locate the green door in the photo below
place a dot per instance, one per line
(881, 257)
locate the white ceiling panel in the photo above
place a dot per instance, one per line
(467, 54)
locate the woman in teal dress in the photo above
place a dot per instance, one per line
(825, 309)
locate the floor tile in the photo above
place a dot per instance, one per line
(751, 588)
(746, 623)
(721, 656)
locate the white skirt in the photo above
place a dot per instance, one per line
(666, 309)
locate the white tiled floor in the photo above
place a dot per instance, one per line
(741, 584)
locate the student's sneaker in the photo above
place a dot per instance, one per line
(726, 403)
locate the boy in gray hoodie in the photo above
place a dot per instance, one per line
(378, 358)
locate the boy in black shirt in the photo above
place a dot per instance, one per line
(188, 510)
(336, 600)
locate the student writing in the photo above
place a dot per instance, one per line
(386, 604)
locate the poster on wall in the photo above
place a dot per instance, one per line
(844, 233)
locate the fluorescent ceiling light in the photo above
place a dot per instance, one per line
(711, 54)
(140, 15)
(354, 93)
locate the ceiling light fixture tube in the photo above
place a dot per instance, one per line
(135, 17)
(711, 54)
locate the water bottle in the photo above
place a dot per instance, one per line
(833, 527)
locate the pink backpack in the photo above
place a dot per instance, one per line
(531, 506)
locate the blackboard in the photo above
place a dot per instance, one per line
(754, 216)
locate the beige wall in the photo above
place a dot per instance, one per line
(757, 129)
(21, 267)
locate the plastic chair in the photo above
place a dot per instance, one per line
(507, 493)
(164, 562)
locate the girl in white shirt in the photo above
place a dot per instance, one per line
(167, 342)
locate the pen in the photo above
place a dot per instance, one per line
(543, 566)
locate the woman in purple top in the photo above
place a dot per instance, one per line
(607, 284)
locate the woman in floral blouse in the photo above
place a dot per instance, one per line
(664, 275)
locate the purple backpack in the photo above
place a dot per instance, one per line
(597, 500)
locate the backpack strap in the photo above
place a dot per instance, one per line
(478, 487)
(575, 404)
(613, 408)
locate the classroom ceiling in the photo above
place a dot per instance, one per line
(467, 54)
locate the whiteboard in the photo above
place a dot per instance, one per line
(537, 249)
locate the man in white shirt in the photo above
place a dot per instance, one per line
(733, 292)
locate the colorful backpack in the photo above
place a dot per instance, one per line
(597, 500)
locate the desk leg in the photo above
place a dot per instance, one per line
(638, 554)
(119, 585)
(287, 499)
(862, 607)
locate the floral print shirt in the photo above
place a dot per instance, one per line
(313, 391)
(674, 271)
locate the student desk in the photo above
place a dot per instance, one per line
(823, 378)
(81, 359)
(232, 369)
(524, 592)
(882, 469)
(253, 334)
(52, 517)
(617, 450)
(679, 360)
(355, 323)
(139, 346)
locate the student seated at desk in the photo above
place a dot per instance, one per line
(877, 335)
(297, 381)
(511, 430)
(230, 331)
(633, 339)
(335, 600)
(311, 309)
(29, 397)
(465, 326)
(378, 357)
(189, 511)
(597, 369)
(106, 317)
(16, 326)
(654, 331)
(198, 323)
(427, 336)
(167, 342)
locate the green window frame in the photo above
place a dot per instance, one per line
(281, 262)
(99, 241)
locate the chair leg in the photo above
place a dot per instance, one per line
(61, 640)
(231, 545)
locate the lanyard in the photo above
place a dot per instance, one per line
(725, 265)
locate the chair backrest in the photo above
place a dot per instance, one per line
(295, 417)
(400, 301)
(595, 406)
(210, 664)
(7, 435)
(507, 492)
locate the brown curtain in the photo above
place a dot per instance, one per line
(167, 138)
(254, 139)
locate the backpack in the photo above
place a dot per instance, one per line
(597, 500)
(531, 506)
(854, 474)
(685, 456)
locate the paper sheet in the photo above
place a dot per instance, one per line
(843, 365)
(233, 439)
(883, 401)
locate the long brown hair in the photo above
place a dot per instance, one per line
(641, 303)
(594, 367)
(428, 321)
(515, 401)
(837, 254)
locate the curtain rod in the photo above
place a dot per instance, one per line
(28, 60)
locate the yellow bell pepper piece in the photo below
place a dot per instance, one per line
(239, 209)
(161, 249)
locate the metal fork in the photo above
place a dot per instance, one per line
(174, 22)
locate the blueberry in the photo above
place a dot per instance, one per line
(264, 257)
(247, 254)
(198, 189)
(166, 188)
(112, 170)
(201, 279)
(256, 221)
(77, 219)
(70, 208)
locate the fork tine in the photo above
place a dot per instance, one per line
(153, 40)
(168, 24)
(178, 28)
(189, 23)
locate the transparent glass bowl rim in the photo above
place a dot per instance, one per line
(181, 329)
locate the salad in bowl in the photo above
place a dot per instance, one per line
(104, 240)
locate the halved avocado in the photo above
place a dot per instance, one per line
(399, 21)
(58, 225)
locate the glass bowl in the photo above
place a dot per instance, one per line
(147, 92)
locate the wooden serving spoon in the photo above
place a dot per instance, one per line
· · · ·
From the first line to the last, set down every record exactly as written above.

Completed exercise:
locate the green door in the photo below
place a dot per instance, one per line
(881, 257)
locate the white ceiling panel in the photo above
place a dot per instance, one per line
(467, 54)
locate the woman in teal dress in the photo above
place a dot per instance, one per line
(825, 309)
locate the floor tile in the photo above
place a dot per instance, one per line
(751, 588)
(746, 623)
(721, 656)
locate the white skirt in the photo above
place a dot per instance, one per line
(666, 309)
locate the white tiled floor in the photo above
place a dot per instance, one per line
(741, 584)
locate the student's sneaker in the photo above
place a dot per instance, one per line
(726, 403)
locate the boy in gray hoodie in the photo above
place a dot per instance, one per line
(378, 358)
locate the boy in black shirt in the photo above
place a dot per instance, one per line
(188, 510)
(336, 600)
locate the student writing in the photo above
place a dot per instance, one per line
(386, 604)
locate the poster on wall in the photo above
place a dot per instance, one per line
(844, 233)
locate the fluorescent ceiling light in the photo above
place a dot per instance, one per line
(711, 54)
(140, 15)
(354, 93)
locate the ceiling light fixture tube in the photo above
place a dot per instance, one per line
(135, 17)
(711, 54)
locate the water bottle in the photo above
place a dot per instance, one per line
(833, 527)
locate the pink backpack in the photo above
place a dot per instance, one per line
(531, 506)
locate the blackboard in the photo above
place a dot per instance, one per line
(754, 216)
locate the beige wall in the photo above
place a dot per instance, one per line
(757, 129)
(21, 267)
locate the plastic chair in the photo above
place a dot per instance, one per line
(507, 493)
(164, 562)
locate the girl in white shirt in the photo above
place a dot per instance, one per line
(167, 342)
locate the pen in the photo above
place a dot per instance, one per line
(543, 566)
locate the woman in purple top in the photo above
place a dot per instance, one per line
(607, 284)
locate the woman in floral blouse in the photo above
place a dot per instance, one per line
(664, 275)
locate the purple backpack in the photo above
place a dot per instance, one per line
(597, 500)
locate the backpack strap in the photo above
place a dot per instance, one per line
(478, 487)
(575, 404)
(613, 408)
locate the classroom ceiling in the photo above
place a dot per instance, one per line
(467, 54)
locate the whiteboard in the photo above
place a dot per instance, one per line
(537, 249)
locate the man in white shirt in the photo above
place a dot per instance, one per line
(733, 292)
locate the colorful backpack in the photo above
place a dot per instance, one per line
(597, 500)
locate the desk leg in the photo above
place a dot per instance, one per line
(638, 554)
(119, 585)
(287, 499)
(862, 607)
locate the floral print shirt in the photo above
place a dot per instance, one per line
(313, 391)
(674, 271)
locate the student desk in the photo above
place a dot per instance, one per line
(823, 378)
(81, 359)
(232, 369)
(524, 592)
(882, 469)
(253, 334)
(52, 517)
(617, 450)
(679, 360)
(355, 323)
(139, 346)
locate the student seated at desk in the photo above
place a dot per instance, one per line
(877, 335)
(297, 381)
(511, 430)
(230, 331)
(633, 339)
(335, 600)
(311, 309)
(29, 397)
(465, 326)
(378, 357)
(189, 511)
(597, 369)
(106, 317)
(16, 326)
(654, 331)
(198, 323)
(427, 336)
(167, 342)
locate the green window frame in the photo above
place a dot per instance, one per line
(281, 262)
(99, 241)
locate the chair leg in the photo above
place a dot per instance, one per line
(61, 640)
(231, 545)
locate the lanyard in the photo above
place a dot per instance, one per line
(725, 265)
locate the chair backrest in the photo above
place a dot per instance, one per line
(295, 417)
(400, 301)
(595, 406)
(210, 664)
(7, 435)
(507, 492)
locate the brown curtain in the photo above
place a dot per instance, one per line
(167, 138)
(254, 139)
locate the backpack in the photo above
place a dot per instance, one per line
(597, 500)
(531, 506)
(854, 474)
(685, 456)
locate the paper sheet in the photo above
place a dot per instance, one per line
(843, 365)
(233, 439)
(883, 401)
locate the long brown hair in the photo above
place a dot per instance, one per line
(641, 303)
(594, 367)
(428, 321)
(515, 401)
(837, 254)
locate the curtain rod in the photo above
place a dot per instance, one per line
(28, 60)
locate the yellow bell pepper piece in the photo below
place a dot per instance, one per line
(239, 209)
(161, 249)
locate the metal fork in the photo above
place a dot per instance, one per line
(174, 22)
locate the blueberry in the photo above
place a dot per instance, one per line
(264, 257)
(247, 254)
(198, 189)
(166, 188)
(112, 170)
(201, 279)
(256, 221)
(77, 219)
(70, 208)
locate the fork tine in the photo above
place a dot per instance, one per line
(153, 40)
(168, 24)
(178, 28)
(189, 23)
locate the transparent glass bowl rim in the photo above
place a dot per instance, one per line
(181, 329)
locate the salad in bowl in the photo above
place a dot per instance, one per line
(104, 240)
locate the halved avocado in the photo above
place a dot per instance, one per line
(399, 21)
(58, 225)
locate the glass bowl in the photo above
place a dot per instance, one per line
(147, 92)
locate the wooden serving spoon in the photo above
place a dot per instance, one per line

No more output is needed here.